Most conventional prescription lenses have relatively flat base curves. Such lenses provide a limited field of view due to peripheral distortion and/or physical size limitations. Their relatively flat shapes limit the amount of eye protection afforded by the lenses, particularly near the temples.
Wrap-around eyewear has been developed in an attempt to provide wider fields of view and greater eye protection. Wrap-around design also permits different and sometimes striking overall styles for the eyewear. However, wrap-around eyewear is typically non-prescription. These products also typically have flat base curves between 6 and 10 D. Wrap (and sometimes rake) are achieved by rotating and/or translating the optical axes of the lens in the as worn orientation. See e.g. U.S. Pat. No. 1,741,536 to Rayton; U.S. Pat. No. 5,689,323 to Houston et al. This causes the line of sight of the wearer to deviate from the optical axis, and optical performance is often significantly degraded. Peripheral vision is typically poor.
Early in the history of ophthalmic science, steeply curved prescription lenses had been described, although not as vehicles for providing greater field of view or eye protection. A relationship between curvature and through power is shown in the so-called “Tscherning's” ellipse. First described nearly 100 years ago, it attempts to identify combinations of lens curvature and lens power which have minimum abberation. The general form of the Tscherning ellipse is shown in FIG. 1. FIG. 1 is given for assumed typical values for lens parameters such as index of refraction, vertex distance, lens thickness, etc. The Tscherning ellipse retains its ellipsoid shape and inclined orientation for various assumed values of lens parameters, while the precise location of points on the ellipse may change. The ellipse of FIG. 1 is derived from the corrected von Rohr equation (after Morgan) solved for point-focal (zero astigmatism) distance vision.
.....
**SET TASKS**
(1) According to the passage on prescription and wrap-around lenses, what base curves do wrap-around eyewear products typically have?
(2) List the lens parameters that the passage on prescription and wrap-around lenses names as examples of the assumed typical values behind FIG. 1.

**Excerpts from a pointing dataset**
.....
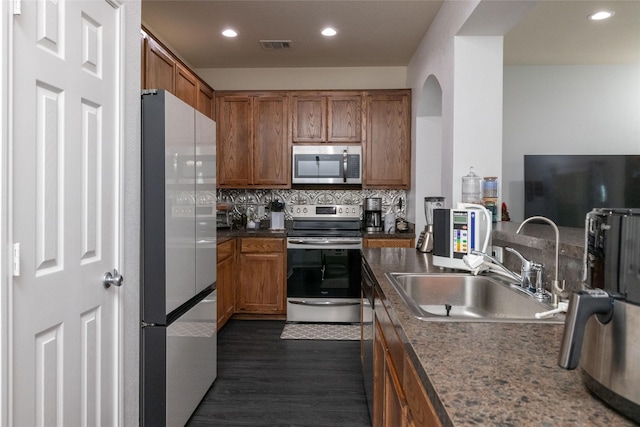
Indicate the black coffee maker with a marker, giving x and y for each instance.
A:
(373, 214)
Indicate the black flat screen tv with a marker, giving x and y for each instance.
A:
(565, 187)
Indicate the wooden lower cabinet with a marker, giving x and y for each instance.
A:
(399, 399)
(225, 286)
(388, 243)
(261, 273)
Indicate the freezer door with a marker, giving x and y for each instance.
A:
(153, 376)
(191, 360)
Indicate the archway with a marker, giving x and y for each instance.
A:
(427, 157)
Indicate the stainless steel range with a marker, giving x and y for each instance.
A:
(323, 261)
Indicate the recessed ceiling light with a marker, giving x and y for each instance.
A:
(600, 15)
(229, 33)
(329, 32)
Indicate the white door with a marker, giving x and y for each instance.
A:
(64, 332)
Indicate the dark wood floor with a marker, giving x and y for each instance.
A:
(265, 381)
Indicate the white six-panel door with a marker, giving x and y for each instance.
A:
(63, 345)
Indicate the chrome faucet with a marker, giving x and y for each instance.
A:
(557, 287)
(530, 275)
(504, 270)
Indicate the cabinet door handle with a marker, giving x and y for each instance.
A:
(344, 165)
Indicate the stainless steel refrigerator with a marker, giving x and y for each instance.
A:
(178, 298)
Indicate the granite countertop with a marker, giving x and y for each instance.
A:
(224, 234)
(488, 373)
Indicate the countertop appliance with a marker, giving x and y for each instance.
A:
(602, 328)
(323, 264)
(459, 232)
(326, 164)
(373, 214)
(178, 299)
(425, 241)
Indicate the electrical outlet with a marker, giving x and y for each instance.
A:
(498, 253)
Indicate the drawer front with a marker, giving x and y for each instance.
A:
(225, 249)
(389, 243)
(258, 244)
(394, 344)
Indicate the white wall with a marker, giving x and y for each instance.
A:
(477, 128)
(468, 68)
(321, 78)
(566, 110)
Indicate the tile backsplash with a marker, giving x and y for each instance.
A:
(251, 201)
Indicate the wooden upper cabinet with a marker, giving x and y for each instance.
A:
(253, 140)
(344, 118)
(234, 140)
(388, 140)
(186, 85)
(271, 165)
(334, 117)
(309, 118)
(159, 68)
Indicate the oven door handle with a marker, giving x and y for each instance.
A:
(324, 242)
(325, 303)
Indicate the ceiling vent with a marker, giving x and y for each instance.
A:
(275, 44)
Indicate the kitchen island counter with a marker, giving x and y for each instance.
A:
(487, 373)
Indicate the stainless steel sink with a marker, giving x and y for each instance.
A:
(467, 298)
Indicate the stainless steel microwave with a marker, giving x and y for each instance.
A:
(327, 164)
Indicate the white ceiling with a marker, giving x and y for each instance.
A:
(380, 32)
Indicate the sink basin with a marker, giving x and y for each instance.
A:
(467, 298)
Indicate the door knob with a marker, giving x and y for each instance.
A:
(114, 279)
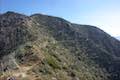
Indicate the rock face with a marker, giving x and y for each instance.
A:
(41, 47)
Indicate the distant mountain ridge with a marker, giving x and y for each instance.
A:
(42, 47)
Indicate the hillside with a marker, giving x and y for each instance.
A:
(42, 47)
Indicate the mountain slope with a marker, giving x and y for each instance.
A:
(41, 47)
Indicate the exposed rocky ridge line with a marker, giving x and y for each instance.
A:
(51, 48)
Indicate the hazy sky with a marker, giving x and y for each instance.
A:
(104, 14)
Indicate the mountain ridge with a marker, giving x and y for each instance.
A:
(51, 48)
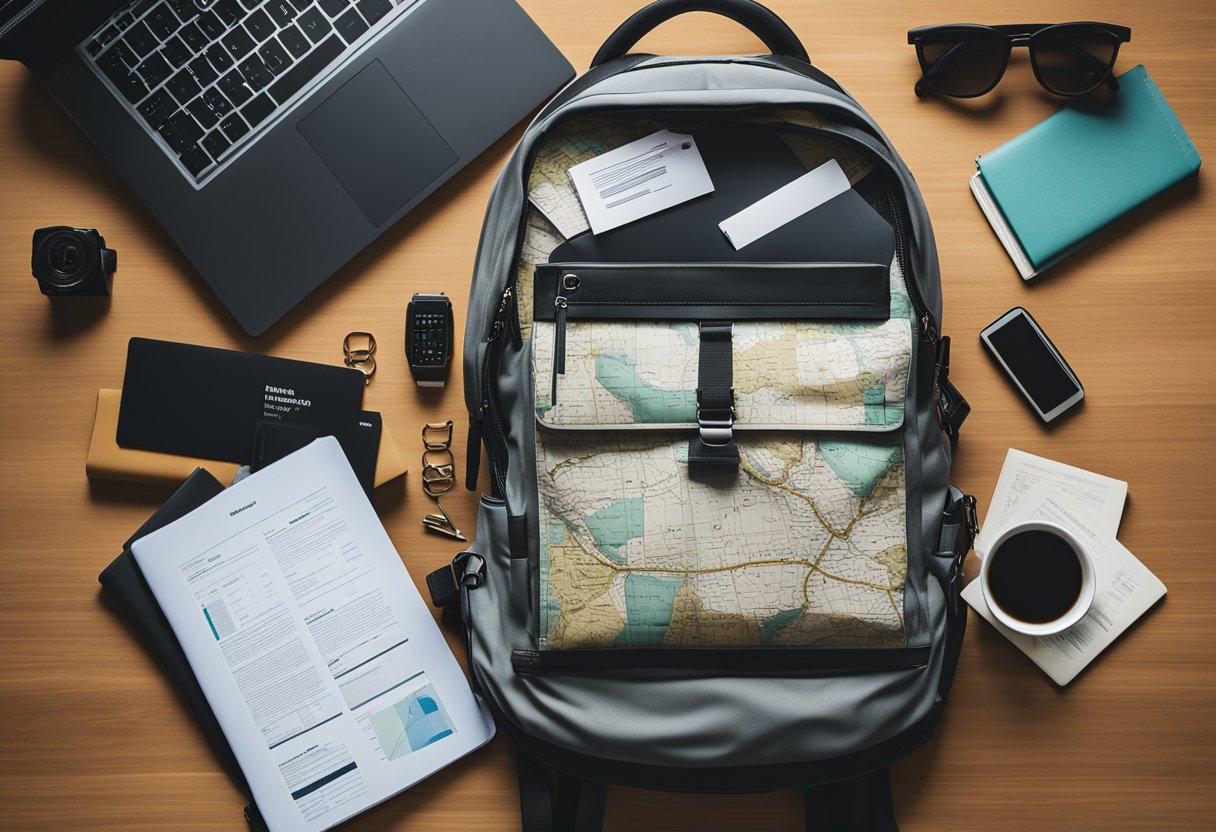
.....
**LIST OF SOLUTIONS**
(1) Flat base curves between 6 and 10 D.

(2) Index of refraction, vertex distance, lens thickness